- _TEXT BLOCK_:
┌────────
Will Federal Preemption Grant Immunity to Aviation Manufacturers?
October 19, 2015
By: Justin T. Green, Partner, Steven R. Pounian, Of Counsel
(reprinted from the New York Law Journal)
The U.S. Court of Appeals for the Third Circuit will soon hand down a major decision that may extinguish the right of aviation disaster victims to recover from manufacturers that produce and sell dangerous airplanes, helicopters, or aircraft components. In Sikkelee v. Precision Airmotive Corp.,1 the court will decide whether the Federal Aviation Administration’s (FAA’s) mere certification of aircraft or aircraft components provides immunity to aviation manufacturers against most products’ liability claims.
While the FAA certifies all aircraft, the agency has limited resources and is not responsible for design; its review is not comprehensive and, indeed, much of the certification is performed by the manufacturer itself. FAA certification does not mean the airplane is safe or that it necessarily meets the federal minimum standards. At best, certification is a spot check based on information provided by the manufacturer to the FAA as of a given date.2 There is a long history of accidents caused by design or manufacturing defects in certified aircraft, and the FAA frequently issues airworthiness directives to mandate changes after learning about defects not discovered during the certification process.
Since the FAA was formed almost 60 years ago, courts have routinely applied state tort laws that hold manufacturers responsible for injuries and deaths caused by unsafe products regardless of FAA certification. We have seen vast improvements in aviation accident rates during that time period.3 A rule granting immunity based on FAA certification would reduce the safety standards applied to aviation products and overturn decades of aviation products liability cases that imposed liability on manufacturers, including major litigation such as those arising from the TWA 800 and SwissAir 111 disasters.
└────────
- _PROBLEMS TO WORK ON_:
A. Update the aviation preemption article by writing out everything from "The U.S. Court" down to "products’ liability claims.", swapping "Third Circuit" for "Second Circuit".
B. Using the aviation preemption article, explain in one to three sentences why FAA certification doesn't mean an airplane is safe.
C. Resume the article on whether federal preemption grants immunity to aviation manufacturers, picking up after its last sentence.
The rows that come next have nothing to do with this work.

(Stored entries)
┌────────
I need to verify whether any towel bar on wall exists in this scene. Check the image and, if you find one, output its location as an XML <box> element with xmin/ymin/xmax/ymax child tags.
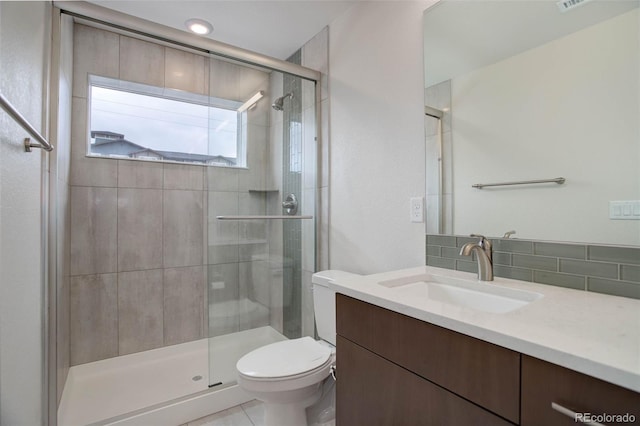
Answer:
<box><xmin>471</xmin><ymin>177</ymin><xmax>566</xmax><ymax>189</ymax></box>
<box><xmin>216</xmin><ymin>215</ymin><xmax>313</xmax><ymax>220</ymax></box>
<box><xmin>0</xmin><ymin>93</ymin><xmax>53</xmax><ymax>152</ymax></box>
└────────
┌────────
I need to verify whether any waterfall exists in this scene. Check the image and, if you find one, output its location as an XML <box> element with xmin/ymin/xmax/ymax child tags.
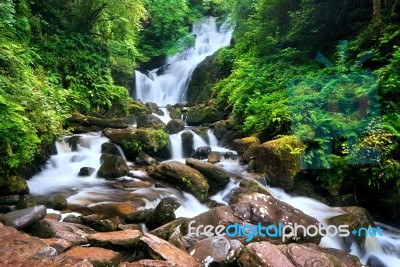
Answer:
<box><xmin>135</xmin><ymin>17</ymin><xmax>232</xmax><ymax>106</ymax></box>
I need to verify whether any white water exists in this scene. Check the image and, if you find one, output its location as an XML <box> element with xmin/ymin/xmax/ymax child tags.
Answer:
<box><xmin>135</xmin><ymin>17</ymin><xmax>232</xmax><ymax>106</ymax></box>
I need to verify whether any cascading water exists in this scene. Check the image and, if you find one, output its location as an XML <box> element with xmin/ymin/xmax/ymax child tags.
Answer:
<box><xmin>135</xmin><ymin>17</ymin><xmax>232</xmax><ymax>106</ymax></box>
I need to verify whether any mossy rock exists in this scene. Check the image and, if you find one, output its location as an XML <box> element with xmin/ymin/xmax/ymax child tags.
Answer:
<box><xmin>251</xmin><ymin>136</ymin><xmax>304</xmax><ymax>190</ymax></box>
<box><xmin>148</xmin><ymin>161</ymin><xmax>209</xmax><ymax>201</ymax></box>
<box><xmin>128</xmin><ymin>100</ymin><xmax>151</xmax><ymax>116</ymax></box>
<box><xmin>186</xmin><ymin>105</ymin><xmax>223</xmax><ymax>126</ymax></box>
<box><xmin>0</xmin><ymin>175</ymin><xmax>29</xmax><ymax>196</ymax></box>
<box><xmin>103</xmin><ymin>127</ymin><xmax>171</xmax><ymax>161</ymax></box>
└────────
- _ANSWERS TO THE PROBLEMS_:
A.
The U.S. Court of Appeals for the Second Circuit will soon hand down a major decision that may extinguish the right of aviation disaster victims to recover from manufacturers that produce and sell dangerous airplanes, helicopters, or aircraft components. In Sikkelee v. Precision Airmotive Corp.,1 the court will decide whether the Federal Aviation Administration’s (FAA’s) mere certification of aircraft or aircraft components provides immunity to aviation manufacturers against most products’ liability claims.

B. The FAA has limited resources and isn't responsible for design. Its review isn't comprehensive, and the manufacturer does much of the certification itself. At best, certification is a spot check based on information the manufacturer gives the FAA as of a given date.

C.
Sikkelee Case
On July 10, 2005, David and Craig Sikkelee took off in a 1967 Cessna 172N airplane from Transylvania County Airport in Brevard, North Carolina. The airplane lost power shortly after it departed the runway and crashed. A post-crash fire destroyed the airplane. David Sikkelee, the airplane’s pilot, was killed, and his brother Craig was seriously injured.4
Jill Sikkelee, David’s widow, filed a products liability action that alleged the loss of power was caused by the airplane engine’s defective carburetor, specifically the throttle body to bowl assembly inside the carburetor.5
Three years into the litigation, the district court dismissed all of plaintiff Sikkelee’s state law claims, relying on the Third Circuit’s ruling in Abdullah v. American Airlines6 that the “entire field of aviation safety” was impliedly preempted by the Federal Aviation Act of 1958 (FAAct). The district court held that the FAAct preempted state law products liability standards and that the plaintiff must prove her claim by showing that the allegedly defective carburetor did not meet relevant federal standards.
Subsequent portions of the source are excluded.